• **Instructions for the task**: Tally the lines in the listing below that contain the string "target" (case counts), and reply with the number alone.

• **Excerpted data**:
__________________________________________________

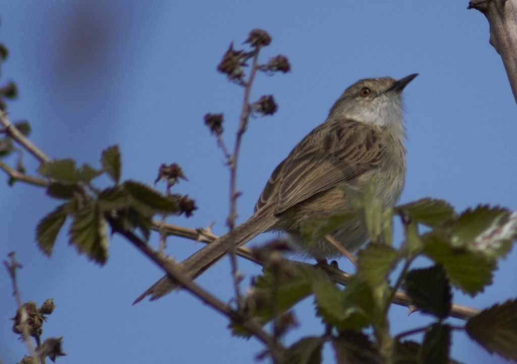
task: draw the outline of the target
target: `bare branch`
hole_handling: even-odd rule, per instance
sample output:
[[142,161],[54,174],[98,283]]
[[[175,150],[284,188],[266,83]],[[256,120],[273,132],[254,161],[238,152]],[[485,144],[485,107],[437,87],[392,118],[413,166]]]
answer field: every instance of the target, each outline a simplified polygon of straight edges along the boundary
[[[151,225],[151,229],[158,231],[160,228],[160,224],[161,223],[159,222],[153,221]],[[212,234],[211,232],[209,232],[209,234],[202,235],[199,232],[201,231],[202,233],[202,232],[204,230],[202,228],[198,229],[189,229],[184,226],[165,223],[163,225],[163,229],[166,233],[169,235],[181,236],[187,239],[191,239],[193,240],[205,243],[210,243],[219,237],[217,235]],[[201,236],[203,237],[200,239],[200,237]],[[257,260],[253,256],[251,253],[251,249],[246,247],[238,248],[236,250],[235,253],[239,256],[242,257],[245,259],[247,259],[260,265],[263,266],[264,264],[264,262]],[[299,263],[300,262],[297,263]],[[305,264],[307,263],[301,264]],[[349,273],[347,273],[340,269],[333,268],[331,265],[319,266],[322,269],[325,270],[331,280],[342,285],[346,285],[347,283],[348,283],[348,281],[350,280],[350,279],[352,277],[352,275]],[[413,302],[411,301],[411,299],[409,296],[404,292],[401,291],[397,292],[395,294],[393,303],[400,306],[405,306],[406,307],[409,307],[413,305]],[[449,316],[456,318],[466,320],[475,316],[480,312],[481,310],[477,308],[469,307],[468,306],[462,305],[454,304],[451,309]]]
[[28,138],[22,134],[16,127],[14,126],[9,119],[7,114],[4,111],[0,110],[0,124],[4,127],[4,129],[7,134],[18,142],[20,145],[29,151],[41,163],[50,162],[51,159],[38,147],[33,144]]
[[[0,112],[0,113],[1,113],[1,112]],[[7,256],[11,259],[11,262],[8,262],[7,261],[4,261],[4,265],[7,269],[9,277],[11,278],[11,282],[12,283],[12,296],[14,297],[14,299],[16,301],[16,305],[18,309],[21,310],[20,314],[22,318],[20,320],[20,322],[21,326],[23,327],[23,332],[22,334],[22,337],[23,338],[25,346],[27,346],[29,353],[31,353],[31,356],[33,358],[33,361],[35,363],[39,362],[39,356],[36,354],[34,345],[33,345],[33,342],[31,341],[31,334],[29,332],[28,325],[26,323],[28,314],[27,313],[25,308],[22,307],[22,298],[20,295],[20,291],[18,290],[18,286],[16,281],[16,270],[22,268],[22,266],[16,261],[14,252],[11,251],[7,254]]]
[[490,44],[503,58],[517,102],[517,0],[471,0],[467,9],[483,13],[490,24]]
[[[112,219],[109,221],[114,232],[120,234],[131,241],[137,249],[163,269],[171,279],[179,283],[185,289],[230,320],[242,324],[267,345],[273,355],[277,355],[279,351],[284,350],[283,346],[275,342],[272,338],[264,331],[262,326],[256,321],[245,317],[239,312],[232,310],[227,305],[194,283],[192,278],[186,275],[174,261],[155,252],[134,234],[124,230],[117,221]],[[156,223],[160,224],[161,223]]]
[[43,179],[37,177],[33,177],[25,173],[19,172],[1,160],[0,160],[0,169],[4,170],[11,178],[16,180],[22,181],[31,185],[38,186],[40,187],[47,187],[50,184],[50,182],[47,179]]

__________________________________________________

• **The reply**: 3